Graines de co-développement

Q> En quoi consiste une séance de co-développement ?

PP> En réalité on commence réellement à comprendre la méthode et sa puissance lorsqu’on la vit. Pour faire simple, chaque rencontre du groupe de pairs (constitué de huit personnes) est structurée selon six étapes avec un temps imparti pour chacune : premièrement, l’exposé d’une problématique, d’un projet ou d’une préoccupation par un participant qui a sollicité à être client (10 à 15mn); deuxièmement, la clarification de la situation par les participants qui questionnent le client (35 à 40mn); troisièmement, l’établissement du contrat de consultation (10 à 20mn); quatrièmement, les suggestions, réactions et commentaires des participants consultants (30 à 35mn); cinquièmement, l’élaboration d’une synthèse et du plan d’action par le client, et sixièmement l’évaluation de la séance (10mn) et l’intégration des apprentissages par chacun (20mn).

Q> Combien de temps dure ce type de séance et  quelles sont vos recommandations ?

-=-=-=-=-

LISTE DES TÂCHES
1 – Recopiez, s'il vous plaît, un passage de l'extrait sur le co-développement : commencez aux mots "PP> En réalité on" et arrêtez-vous après "par chacun (20mn).".
2 – Reprenez le fil de l'extrait sur le co-développement après sa dernière ligne et poursuivez-le.

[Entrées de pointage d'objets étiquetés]

-=-=-=-=-

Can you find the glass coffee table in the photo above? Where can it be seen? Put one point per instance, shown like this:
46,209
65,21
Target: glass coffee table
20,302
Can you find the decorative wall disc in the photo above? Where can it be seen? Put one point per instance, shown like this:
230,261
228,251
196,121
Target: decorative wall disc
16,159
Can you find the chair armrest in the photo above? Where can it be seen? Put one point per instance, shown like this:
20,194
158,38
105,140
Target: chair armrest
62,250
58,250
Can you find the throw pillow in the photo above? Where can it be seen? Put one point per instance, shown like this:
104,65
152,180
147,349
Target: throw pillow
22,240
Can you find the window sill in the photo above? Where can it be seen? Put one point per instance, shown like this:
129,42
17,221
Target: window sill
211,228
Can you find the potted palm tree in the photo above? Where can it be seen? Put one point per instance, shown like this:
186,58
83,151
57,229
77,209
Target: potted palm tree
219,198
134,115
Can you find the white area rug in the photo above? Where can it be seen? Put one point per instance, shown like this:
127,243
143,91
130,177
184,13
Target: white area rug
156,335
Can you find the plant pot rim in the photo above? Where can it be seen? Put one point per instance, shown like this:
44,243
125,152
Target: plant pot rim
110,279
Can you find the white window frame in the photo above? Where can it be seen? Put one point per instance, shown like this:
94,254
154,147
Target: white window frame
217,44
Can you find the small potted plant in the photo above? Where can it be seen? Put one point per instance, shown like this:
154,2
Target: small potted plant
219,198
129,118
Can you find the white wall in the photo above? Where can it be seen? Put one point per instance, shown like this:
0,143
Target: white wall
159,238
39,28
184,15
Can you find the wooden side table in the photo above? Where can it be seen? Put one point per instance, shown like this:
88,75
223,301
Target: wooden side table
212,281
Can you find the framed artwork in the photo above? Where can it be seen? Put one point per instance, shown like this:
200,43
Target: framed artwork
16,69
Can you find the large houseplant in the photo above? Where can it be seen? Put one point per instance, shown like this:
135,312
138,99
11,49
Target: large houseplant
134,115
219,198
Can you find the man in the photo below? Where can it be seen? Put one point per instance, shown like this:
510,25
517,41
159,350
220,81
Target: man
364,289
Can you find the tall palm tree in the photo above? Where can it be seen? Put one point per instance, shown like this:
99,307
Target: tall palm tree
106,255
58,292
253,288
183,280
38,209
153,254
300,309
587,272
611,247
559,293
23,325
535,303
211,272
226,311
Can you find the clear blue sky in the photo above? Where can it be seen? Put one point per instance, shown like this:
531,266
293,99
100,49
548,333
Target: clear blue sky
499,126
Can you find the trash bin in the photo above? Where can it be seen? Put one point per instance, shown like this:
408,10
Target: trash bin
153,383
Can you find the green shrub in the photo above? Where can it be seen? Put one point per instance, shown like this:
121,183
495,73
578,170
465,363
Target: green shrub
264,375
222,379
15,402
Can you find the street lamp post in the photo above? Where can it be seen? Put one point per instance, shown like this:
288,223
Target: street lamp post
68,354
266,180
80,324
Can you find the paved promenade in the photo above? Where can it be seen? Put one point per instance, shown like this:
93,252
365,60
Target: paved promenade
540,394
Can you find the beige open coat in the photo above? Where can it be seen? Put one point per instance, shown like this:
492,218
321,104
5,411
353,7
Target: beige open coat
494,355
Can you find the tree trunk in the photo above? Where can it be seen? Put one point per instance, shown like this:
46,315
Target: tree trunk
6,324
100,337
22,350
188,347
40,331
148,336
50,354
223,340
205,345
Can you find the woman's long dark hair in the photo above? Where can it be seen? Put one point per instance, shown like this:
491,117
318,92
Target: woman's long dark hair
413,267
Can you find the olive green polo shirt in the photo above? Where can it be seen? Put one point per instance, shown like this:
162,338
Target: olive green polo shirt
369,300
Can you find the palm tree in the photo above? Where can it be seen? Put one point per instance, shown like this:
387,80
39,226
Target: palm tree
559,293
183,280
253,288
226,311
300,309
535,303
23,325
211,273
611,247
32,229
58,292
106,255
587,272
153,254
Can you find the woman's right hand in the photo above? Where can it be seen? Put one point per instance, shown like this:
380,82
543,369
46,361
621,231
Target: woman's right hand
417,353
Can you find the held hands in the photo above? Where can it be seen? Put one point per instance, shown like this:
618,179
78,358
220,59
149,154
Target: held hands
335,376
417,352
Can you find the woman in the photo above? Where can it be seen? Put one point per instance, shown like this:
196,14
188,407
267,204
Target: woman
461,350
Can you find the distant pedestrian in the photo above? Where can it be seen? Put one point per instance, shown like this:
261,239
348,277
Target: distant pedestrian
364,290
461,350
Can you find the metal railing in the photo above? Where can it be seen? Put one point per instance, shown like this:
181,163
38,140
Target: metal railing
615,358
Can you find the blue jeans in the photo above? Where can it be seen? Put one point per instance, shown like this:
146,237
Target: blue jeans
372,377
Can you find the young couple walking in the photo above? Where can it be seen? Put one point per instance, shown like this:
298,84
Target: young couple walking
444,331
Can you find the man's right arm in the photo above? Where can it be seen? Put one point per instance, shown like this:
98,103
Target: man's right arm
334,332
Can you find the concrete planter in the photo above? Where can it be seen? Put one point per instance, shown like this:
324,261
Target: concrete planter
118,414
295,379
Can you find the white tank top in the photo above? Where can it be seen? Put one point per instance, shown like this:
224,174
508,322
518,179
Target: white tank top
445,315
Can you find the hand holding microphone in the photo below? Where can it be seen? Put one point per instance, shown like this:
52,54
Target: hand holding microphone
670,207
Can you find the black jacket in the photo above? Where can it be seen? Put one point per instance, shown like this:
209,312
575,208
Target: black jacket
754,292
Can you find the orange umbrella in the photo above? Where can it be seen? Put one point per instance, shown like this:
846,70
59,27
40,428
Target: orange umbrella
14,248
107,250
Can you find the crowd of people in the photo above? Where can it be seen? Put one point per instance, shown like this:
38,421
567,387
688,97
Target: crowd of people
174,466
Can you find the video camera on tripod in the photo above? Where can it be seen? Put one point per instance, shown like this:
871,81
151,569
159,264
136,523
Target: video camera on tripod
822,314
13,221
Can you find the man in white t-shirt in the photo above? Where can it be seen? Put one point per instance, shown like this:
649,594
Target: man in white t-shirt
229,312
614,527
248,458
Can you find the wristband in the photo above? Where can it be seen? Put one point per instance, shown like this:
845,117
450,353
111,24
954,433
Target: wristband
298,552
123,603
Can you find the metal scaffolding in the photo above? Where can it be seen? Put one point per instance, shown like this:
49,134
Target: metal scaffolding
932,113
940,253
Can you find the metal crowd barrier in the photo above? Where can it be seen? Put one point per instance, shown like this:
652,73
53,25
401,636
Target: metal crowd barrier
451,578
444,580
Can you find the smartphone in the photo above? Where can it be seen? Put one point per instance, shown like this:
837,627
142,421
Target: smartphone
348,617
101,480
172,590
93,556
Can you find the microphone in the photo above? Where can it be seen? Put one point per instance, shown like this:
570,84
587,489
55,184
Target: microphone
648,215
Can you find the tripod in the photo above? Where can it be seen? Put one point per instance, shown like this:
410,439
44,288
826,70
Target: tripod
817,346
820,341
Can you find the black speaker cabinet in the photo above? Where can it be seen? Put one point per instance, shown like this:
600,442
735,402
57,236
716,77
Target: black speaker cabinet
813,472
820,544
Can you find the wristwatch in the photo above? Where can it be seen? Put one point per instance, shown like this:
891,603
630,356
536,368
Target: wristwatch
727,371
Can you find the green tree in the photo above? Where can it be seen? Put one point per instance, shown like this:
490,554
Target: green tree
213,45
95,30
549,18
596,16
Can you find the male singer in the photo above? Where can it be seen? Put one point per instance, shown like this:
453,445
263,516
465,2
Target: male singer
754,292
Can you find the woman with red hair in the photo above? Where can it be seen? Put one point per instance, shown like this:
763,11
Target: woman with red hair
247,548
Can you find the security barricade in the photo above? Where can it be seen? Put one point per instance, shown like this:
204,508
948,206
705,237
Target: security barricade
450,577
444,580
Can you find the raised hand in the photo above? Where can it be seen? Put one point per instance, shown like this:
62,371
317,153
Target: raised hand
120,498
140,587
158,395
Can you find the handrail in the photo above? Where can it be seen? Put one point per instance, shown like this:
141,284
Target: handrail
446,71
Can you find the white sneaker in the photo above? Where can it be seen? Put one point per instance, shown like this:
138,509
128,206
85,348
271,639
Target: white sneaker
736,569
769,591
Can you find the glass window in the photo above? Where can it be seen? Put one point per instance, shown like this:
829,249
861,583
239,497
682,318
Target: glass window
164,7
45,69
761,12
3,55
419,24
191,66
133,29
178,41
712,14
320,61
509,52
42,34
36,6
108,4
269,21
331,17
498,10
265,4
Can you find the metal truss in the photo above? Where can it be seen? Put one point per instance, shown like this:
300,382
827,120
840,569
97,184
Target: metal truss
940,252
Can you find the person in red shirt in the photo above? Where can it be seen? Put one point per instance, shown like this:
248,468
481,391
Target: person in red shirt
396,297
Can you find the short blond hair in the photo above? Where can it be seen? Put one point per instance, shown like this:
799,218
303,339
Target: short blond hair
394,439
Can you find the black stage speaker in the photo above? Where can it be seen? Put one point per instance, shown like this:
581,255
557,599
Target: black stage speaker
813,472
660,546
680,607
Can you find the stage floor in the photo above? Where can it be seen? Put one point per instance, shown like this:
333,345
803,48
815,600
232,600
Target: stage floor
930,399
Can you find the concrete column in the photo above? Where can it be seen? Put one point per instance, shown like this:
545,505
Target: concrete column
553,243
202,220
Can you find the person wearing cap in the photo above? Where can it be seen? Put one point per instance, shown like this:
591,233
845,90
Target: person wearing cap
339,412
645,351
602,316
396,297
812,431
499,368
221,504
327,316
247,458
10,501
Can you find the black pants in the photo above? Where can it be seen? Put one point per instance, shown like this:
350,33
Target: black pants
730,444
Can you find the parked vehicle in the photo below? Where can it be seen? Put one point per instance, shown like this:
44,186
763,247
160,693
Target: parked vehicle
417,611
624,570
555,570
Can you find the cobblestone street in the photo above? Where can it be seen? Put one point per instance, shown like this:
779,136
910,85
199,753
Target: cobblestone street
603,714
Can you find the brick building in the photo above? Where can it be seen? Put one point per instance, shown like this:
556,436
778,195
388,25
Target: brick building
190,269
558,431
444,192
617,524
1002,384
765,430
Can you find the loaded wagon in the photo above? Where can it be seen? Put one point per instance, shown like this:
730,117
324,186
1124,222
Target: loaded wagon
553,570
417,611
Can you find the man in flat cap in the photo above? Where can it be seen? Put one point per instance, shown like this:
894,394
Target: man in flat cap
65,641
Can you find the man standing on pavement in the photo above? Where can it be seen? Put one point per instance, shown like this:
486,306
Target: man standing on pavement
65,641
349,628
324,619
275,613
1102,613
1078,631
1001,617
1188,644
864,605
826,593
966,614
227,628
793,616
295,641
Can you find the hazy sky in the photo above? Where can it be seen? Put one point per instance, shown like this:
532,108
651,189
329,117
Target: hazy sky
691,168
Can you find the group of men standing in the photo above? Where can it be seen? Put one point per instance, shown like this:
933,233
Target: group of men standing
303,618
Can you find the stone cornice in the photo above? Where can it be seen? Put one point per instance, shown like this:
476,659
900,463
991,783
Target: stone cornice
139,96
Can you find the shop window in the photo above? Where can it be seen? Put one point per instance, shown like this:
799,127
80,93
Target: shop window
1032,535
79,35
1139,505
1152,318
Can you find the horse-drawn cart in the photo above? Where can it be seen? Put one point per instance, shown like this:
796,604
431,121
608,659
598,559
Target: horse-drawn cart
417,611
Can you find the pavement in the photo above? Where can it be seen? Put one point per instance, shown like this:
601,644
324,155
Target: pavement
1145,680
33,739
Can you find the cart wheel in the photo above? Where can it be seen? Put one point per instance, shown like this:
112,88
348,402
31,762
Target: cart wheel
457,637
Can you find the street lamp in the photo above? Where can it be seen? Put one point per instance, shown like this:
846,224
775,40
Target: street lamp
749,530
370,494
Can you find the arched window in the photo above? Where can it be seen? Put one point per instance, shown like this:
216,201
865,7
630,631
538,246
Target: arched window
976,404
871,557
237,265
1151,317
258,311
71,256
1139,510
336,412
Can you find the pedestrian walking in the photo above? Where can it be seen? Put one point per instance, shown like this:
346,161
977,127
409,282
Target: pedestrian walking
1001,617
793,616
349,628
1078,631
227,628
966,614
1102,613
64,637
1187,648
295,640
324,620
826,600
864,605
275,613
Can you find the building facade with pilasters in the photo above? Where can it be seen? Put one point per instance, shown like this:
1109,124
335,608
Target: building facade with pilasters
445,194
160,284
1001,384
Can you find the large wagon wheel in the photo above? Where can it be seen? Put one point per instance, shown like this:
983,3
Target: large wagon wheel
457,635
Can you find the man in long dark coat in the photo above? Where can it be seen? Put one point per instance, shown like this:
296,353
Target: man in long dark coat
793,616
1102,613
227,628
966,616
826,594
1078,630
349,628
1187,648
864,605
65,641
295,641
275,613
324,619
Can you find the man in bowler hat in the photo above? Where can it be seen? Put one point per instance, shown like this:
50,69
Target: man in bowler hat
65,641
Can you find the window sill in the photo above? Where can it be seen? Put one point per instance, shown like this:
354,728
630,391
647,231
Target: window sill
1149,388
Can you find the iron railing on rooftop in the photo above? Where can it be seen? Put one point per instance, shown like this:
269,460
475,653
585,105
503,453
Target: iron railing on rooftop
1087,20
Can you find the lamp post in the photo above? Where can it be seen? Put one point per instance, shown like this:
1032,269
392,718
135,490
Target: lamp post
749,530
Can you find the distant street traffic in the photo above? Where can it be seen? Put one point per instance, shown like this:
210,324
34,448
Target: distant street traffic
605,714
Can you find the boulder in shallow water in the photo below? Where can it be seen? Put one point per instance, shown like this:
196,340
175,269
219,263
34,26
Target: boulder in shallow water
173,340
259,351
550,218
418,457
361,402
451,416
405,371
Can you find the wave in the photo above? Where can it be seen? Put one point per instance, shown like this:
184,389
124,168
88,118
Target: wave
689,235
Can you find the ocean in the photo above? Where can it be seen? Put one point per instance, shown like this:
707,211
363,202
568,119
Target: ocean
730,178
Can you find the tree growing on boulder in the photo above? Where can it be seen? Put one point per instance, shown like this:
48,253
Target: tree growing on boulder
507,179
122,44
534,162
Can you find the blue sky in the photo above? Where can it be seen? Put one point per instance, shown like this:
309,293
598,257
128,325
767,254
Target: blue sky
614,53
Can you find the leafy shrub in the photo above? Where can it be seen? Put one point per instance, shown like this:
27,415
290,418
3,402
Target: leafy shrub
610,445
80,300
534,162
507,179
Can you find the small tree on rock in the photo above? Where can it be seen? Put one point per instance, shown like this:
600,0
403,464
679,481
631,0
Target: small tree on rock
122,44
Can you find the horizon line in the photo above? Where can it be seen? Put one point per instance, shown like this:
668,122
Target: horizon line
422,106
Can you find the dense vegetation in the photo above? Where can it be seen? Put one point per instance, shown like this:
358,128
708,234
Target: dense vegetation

-=-=-=-=-

RÉPONSES PAR TÂCHE
1 –
PP> En réalité on commence réellement à comprendre la méthode et sa puissance lorsqu’on la vit. Pour faire simple, chaque rencontre du groupe de pairs (constitué de huit personnes) est structurée selon six étapes avec un temps imparti pour chacune : premièrement, l’exposé d’une problématique, d’un projet ou d’une préoccupation par un participant qui a sollicité à être client (10 à 15mn); deuxièmement, la clarification de la situation par les participants qui questionnent le client (35 à 40mn); troisièmement, l’établissement du contrat de consultation (10 à 20mn); quatrièmement, les suggestions, réactions et commentaires des participants consultants (30 à 35mn); cinquièmement, l’élaboration d’une synthèse et du plan d’action par le client, et sixièmement l’évaluation de la séance (10mn) et l’intégration des apprentissages par chacun (20mn).

2 –
PP> Le plus souvent les séances durent trois heures ce qui permet un déroulement complet de la consultation, en se donnant le temps de bien capitaliser sur les apprentissages de chacun pour améliorer les pratiques. Certaines entreprises sollicitent des séances d’une heure trente à deux heures pour avoir deux consultations en un après midi. Ce type de pratique nommée « coup de pouce » ne permet pas d’aller au fond des choses et oblige l’animateur à passer rapidement sur certaines étapes. Pour pratiquer les deux, lors du démarrage je préconiserais des séances de trois heures, une fois que les participants sont rodés à la méthode on peut plus facilement se permettre d’accélérer sans perdre sur le fond de l’apprentissage des savoirs et pratiques professionnelles. Ce type de pratique doit s’inscrire dans la durée et il faut prévoir huit à dix demi journée étalées sur six mois pour en mesurer pleinement les effets et rendre suffisamment autonome les groupes.

Q> Quels sont les types de problématiques ?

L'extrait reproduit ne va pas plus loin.